Records to process:

────────

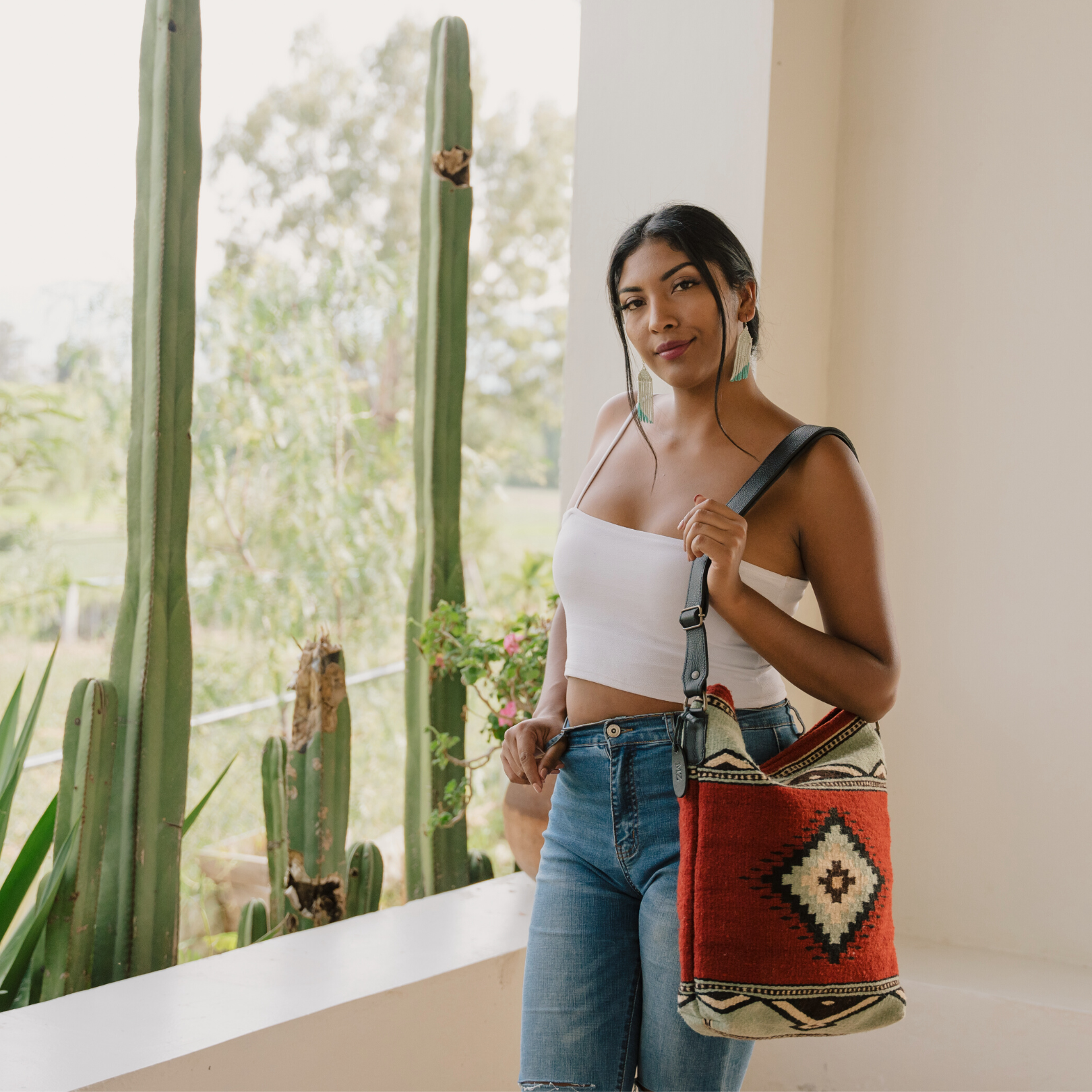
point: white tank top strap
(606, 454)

────────

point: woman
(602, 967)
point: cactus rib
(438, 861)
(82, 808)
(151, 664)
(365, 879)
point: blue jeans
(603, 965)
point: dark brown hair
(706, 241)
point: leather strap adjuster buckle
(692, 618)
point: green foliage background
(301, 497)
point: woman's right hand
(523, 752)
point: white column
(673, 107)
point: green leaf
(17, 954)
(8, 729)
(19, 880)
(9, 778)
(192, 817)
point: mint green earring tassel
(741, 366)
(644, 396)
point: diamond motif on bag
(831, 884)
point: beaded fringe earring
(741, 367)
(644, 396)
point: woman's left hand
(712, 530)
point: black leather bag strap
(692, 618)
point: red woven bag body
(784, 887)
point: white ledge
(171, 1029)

────────

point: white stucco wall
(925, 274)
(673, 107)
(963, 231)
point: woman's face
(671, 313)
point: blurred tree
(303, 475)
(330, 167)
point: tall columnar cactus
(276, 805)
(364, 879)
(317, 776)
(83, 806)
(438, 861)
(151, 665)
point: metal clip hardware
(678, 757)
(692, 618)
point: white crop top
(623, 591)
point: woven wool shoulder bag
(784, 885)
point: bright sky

────────

Exercise goal:
Rewrite the records from the line with "point: dark brown hair" up to and including the line with "(171, 1029)", replacing "mint green" with "pale green" and leaving everything else unchanged.

Answer to this exercise:
point: dark brown hair
(706, 241)
point: leather strap adjuster buckle
(692, 618)
point: green foliage background
(301, 497)
point: woman's right hand
(523, 752)
point: white column
(673, 107)
point: green leaf
(17, 954)
(8, 729)
(19, 880)
(9, 778)
(192, 817)
point: pale green earring tassel
(741, 366)
(644, 396)
point: diamond motif on bag
(831, 884)
point: beaded fringe earring
(741, 367)
(644, 396)
point: woman's left hand
(712, 530)
point: black leather bag strap
(692, 618)
point: red woven bag body
(784, 887)
point: white ledge
(171, 1029)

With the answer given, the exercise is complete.